begin Rows

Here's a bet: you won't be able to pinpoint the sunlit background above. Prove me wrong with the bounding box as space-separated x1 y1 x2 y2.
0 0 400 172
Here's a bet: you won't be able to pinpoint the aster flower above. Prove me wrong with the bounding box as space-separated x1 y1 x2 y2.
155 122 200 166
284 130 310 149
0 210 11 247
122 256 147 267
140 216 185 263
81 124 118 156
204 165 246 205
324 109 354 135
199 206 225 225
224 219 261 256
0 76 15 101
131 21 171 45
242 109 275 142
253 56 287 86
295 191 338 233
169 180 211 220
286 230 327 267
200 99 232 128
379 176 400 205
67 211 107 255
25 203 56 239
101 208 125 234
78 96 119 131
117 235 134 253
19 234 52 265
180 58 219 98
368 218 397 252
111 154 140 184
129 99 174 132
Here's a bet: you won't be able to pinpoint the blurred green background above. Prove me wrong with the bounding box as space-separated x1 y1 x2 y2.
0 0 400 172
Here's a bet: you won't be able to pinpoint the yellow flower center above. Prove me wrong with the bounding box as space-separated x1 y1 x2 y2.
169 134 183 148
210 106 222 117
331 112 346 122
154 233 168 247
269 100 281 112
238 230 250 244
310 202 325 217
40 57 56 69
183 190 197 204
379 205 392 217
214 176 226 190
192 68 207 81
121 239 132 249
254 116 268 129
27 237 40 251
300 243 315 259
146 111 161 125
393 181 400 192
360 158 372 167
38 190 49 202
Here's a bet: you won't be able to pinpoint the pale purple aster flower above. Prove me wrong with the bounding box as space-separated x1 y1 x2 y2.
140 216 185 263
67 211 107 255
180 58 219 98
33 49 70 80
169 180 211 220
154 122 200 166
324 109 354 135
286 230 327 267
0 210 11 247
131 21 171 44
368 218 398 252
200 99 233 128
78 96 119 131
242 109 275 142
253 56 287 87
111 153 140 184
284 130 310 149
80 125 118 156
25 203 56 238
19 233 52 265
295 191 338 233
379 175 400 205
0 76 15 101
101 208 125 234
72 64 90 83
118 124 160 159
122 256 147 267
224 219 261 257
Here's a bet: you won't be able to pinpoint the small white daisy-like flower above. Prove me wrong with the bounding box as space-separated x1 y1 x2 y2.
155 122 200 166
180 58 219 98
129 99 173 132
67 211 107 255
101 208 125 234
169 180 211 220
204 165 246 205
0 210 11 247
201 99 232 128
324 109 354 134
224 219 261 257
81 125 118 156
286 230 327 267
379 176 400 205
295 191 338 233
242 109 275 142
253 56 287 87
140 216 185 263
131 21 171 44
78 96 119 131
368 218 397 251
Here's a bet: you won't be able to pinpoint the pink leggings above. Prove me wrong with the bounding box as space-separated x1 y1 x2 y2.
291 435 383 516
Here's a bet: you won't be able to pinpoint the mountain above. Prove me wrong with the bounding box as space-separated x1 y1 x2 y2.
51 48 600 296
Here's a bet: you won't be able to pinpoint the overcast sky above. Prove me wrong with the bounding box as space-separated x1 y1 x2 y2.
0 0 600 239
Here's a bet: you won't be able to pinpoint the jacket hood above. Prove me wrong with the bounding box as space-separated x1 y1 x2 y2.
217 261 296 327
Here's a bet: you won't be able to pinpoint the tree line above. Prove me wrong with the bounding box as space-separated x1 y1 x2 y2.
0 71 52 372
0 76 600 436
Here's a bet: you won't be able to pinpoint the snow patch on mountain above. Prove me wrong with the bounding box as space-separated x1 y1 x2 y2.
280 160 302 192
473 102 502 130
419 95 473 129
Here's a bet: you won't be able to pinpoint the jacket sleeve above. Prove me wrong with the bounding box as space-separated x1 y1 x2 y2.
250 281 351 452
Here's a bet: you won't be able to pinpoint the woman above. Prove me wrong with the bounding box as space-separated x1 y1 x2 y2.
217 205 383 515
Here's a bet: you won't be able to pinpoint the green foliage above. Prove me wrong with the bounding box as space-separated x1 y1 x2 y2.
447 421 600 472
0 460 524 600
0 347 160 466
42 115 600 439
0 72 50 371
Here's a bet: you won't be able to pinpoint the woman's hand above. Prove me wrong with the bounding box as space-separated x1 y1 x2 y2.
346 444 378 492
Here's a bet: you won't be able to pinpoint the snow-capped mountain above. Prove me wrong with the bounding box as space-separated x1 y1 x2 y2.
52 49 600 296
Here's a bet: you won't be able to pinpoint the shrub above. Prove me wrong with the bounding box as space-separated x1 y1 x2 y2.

end Rows

▸ What the exercise asks: Duplicate every line of the listing above, word for word and in the same order.

▸ Exercise result:
Here's a bet: you won't be able to pinpoint the sunlit background above. Prove me wrong with the bounding box as space-separated x1 y1 x2 y2.
0 0 400 172
Here's a bet: you won't be able to pinpoint the aster flower above. Prove me wrong with the bounding box as space-separated x1 y1 x2 y2.
155 122 200 166
284 130 310 149
0 210 11 247
122 256 147 267
140 216 185 263
81 124 118 156
204 165 246 205
324 109 354 135
199 206 225 225
224 219 261 256
0 76 15 101
131 21 171 45
242 109 275 142
253 56 287 86
295 191 338 233
169 180 211 220
286 230 327 267
200 99 232 128
379 176 400 205
67 211 107 255
25 203 56 239
101 208 125 234
78 96 119 131
117 235 134 253
19 234 52 265
180 58 219 98
368 218 397 252
111 154 140 184
129 99 174 132
Here's a bet: you won't be able to pinpoint the blurred green background above. Prove me wrong with the bounding box as space-separated x1 y1 x2 y2.
0 0 400 172
Here's a bet: you won't be able to pinpoint the yellow flower center above. Prove me wrong with the bounding box as space-separated x1 y1 x2 y2.
169 134 183 148
210 106 222 117
331 112 346 122
154 233 168 247
269 100 281 112
238 230 250 244
310 202 325 217
40 57 56 69
183 190 197 204
379 205 392 217
214 176 226 190
192 68 207 81
121 239 132 249
254 116 268 129
27 237 40 251
300 243 315 259
146 111 161 125
393 181 400 192
360 158 372 167
38 190 49 202
Here's a bet: you won't be able to pinpoint the pale purple aster flower above. Prove me wrong with the bounding box as space-separated x1 y1 x2 y2.
140 216 185 263
67 211 107 255
180 58 219 98
33 49 70 80
169 180 211 220
154 122 200 166
324 109 354 135
286 230 327 267
0 210 11 247
131 21 171 44
368 218 398 252
200 99 233 128
78 96 119 131
242 109 275 142
253 56 287 87
111 153 140 184
284 130 310 149
80 125 118 156
25 203 56 238
19 233 52 265
295 191 338 233
379 175 400 205
0 76 15 101
101 208 125 234
72 64 90 83
118 124 160 159
122 256 147 267
224 219 261 257
Here's a bet: you won't be able to pinpoint the small white daisy-like flower above. Prove me wrong with the bounding box as space-separated x1 y1 x2 y2.
155 122 200 166
180 58 219 98
129 99 173 132
67 211 107 255
101 208 125 234
169 180 211 220
204 165 246 205
0 210 11 247
201 99 232 128
324 109 354 134
224 219 261 257
81 125 118 156
286 230 327 267
379 176 400 205
295 191 338 233
242 109 275 142
253 56 287 87
140 216 185 263
131 21 171 44
78 96 119 131
368 218 397 251
Here's a bet: you won't be able to pinpoint the pink leggings above. Prove me wrong with the bounding box as space-separated x1 y1 x2 y2.
291 435 383 516
Here's a bet: you won't be able to pinpoint the mountain above. Prove me wrong with the bounding box as space-separated x1 y1 x2 y2.
51 48 600 296
Here's a bet: you won't be able to pinpoint the overcast sky above. Prove me wrong with the bounding box as space-separated x1 y1 x2 y2.
0 0 600 239
Here's a bet: you won't be able to pinpoint the jacket hood above. Prove me wrong with the bounding box as space-separated x1 y1 x2 y2.
217 261 296 327
Here's a bet: you won't be able to pinpoint the tree line above. Prove me wrong with the bounding box as space-separated x1 y1 x2 y2.
0 71 52 372
0 76 600 436
Here's a bet: you won't be able to pinpoint the snow patch on mountain above. Prove me wrong with the bounding box as space-separated x1 y1 x2 y2.
280 160 302 192
473 102 502 130
419 95 473 129
Here's a bet: you won't be able to pinpoint the jacket sleeve above. Prove me wrong with the bounding box as space-separated x1 y1 x2 y2.
250 281 351 452
Here's a bet: you won't be able to pinpoint the woman above. Prove me wrong with the bounding box as space-separated x1 y1 x2 y2.
217 205 383 515
Here's a bet: you won't be able to pinpoint the green foliage above. Prove me wrong with the bounding box as space-separated x1 y1 x2 y2.
447 421 600 472
0 460 524 600
0 347 160 466
42 115 600 439
0 72 50 371
Here's a bet: you won't be able to pinpoint the woman's hand above. Prove me wrong with the bounding box as space-separated x1 y1 x2 y2.
346 444 378 492
Here's a bet: you won't be able to pinpoint the snow-capped mountain above. Prove me wrong with the bounding box as space-separated x1 y1 x2 y2.
52 49 600 296
Here's a bet: you won't be able to pinpoint the shrub above. Prove me wrong with the bounding box as space-separated x1 y1 x2 y2.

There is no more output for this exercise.